__DOCUMENT TEXT__:
═══

Taking his name from a character in movie The Goonies, Chicago-based DJ/producer Copperpot, aka Chester Copperpot, came to underground rap's fore strongly affiliating with the growing U.K. hip-hop scene, where his initial success began. Citing a long list of disparate influences that includes Duran Duran and DJ Premier, the producer pieces together beats in a fairly standard fashion, but it's where he draws his samples from -- atypical sources like East Asian folk, choral music, video game scores, and Eastern European jazz-funk -- that gives his productions interesting textures.
Born in Chicago, IL, on February 15, 1979, Daniel Kuypers took a serious interest in hip-hop around the mid-'90s when he switched gears from skateboarding to experimenting with turntablism. After his high-school graduation in 1997 in Evanston, IL, he attended four different colleges, studying poetry, English, and music theory with plans to become a teacher. His drive to start making beats was fostered by his discontent with how hip-hop was evolving at the end of the millennium, and so he bought his first MPC in 2000. When he went to live in the Czech Republic for a writing program, he instead chose to develop his beat-making skills and travel all around Europe, eventually bumping into Low Life Records CEO/rapper Braintax in the U.K. In 2001, he returned to Chicago and submerged himself into hip-hop production. He joined a local turntablist ensemble named Phonograph Scientists, performing with them around the Midwest, and also earned his first production credit on the Walk Thru Walls (2001) album by Chicago undergrounder Qwazaar of Typical Cats.

═══

__MATERIAL__:
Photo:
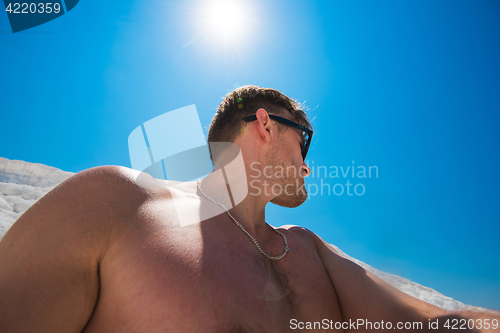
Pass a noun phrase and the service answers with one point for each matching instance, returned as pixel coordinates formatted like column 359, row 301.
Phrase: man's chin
column 289, row 201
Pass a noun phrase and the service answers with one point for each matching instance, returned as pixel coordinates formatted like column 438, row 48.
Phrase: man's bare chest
column 195, row 279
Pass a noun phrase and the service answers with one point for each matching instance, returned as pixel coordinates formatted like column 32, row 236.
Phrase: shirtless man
column 100, row 253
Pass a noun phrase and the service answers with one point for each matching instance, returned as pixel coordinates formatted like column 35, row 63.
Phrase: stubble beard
column 291, row 184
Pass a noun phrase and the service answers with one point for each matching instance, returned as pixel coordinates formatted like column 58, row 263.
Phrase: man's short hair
column 228, row 122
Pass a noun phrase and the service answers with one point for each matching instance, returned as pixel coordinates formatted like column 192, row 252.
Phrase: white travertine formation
column 23, row 183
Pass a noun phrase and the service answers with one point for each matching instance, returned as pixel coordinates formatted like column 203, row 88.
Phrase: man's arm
column 49, row 258
column 364, row 296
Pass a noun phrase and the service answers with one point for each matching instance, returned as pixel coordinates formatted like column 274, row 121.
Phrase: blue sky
column 411, row 87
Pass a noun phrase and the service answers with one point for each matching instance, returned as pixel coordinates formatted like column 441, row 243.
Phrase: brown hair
column 228, row 122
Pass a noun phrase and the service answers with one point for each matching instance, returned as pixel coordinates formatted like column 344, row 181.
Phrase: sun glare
column 227, row 19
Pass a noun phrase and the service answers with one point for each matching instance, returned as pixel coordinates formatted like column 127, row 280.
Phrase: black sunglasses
column 284, row 121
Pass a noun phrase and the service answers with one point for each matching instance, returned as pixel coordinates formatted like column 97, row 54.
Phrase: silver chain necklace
column 246, row 232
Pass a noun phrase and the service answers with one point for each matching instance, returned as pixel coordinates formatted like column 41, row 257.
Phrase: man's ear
column 264, row 124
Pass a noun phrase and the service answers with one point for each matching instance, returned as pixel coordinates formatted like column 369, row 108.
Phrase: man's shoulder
column 105, row 182
column 92, row 199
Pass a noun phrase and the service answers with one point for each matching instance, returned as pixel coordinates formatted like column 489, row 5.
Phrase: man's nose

═══

__JOBS__:
[1] In the Copperpot biography, what year did Daniel Kuypers buy his first MPC?
[2] Please rewrite the part of the Copperpot biography that begins at the words "Taking his name" and stops after "productions interesting textures.", putting "sounds" in place of "samples".
[3] Does each statement agree with the Copperpot biography? Answer yes or no and quote the words that decide it.
(a) Kuypers graduated from high school in Evanston, IL.
(b) He went to the Czech Republic for a music program.
(c) His first production credit was on an album by Braintax.
The entries are separate material from the Copperpot biography.

__RESPONSE LIST__:
[1] 2000

[2]
Taking his name from a character in movie The Goonies, Chicago-based DJ/producer Copperpot, aka Chester Copperpot, came to underground rap's fore strongly affiliating with the growing U.K. hip-hop scene, where his initial success began. Citing a long list of disparate influences that includes Duran Duran and DJ Premier, the producer pieces together beats in a fairly standard fashion, but it's where he draws his sounds from -- atypical sources like East Asian folk, choral music, video game scores, and Eastern European jazz-funk -- that gives his productions interesting textures.

[3]
(a) Yes: "After his high-school graduation in 1997 in Evanston, IL"
(b) No: "When he went to live in the Czech Republic for a writing program"
(c) No: "earned his first production credit on the Walk Thru Walls (2001) album by Chicago undergrounder Qwazaar of Typical Cats"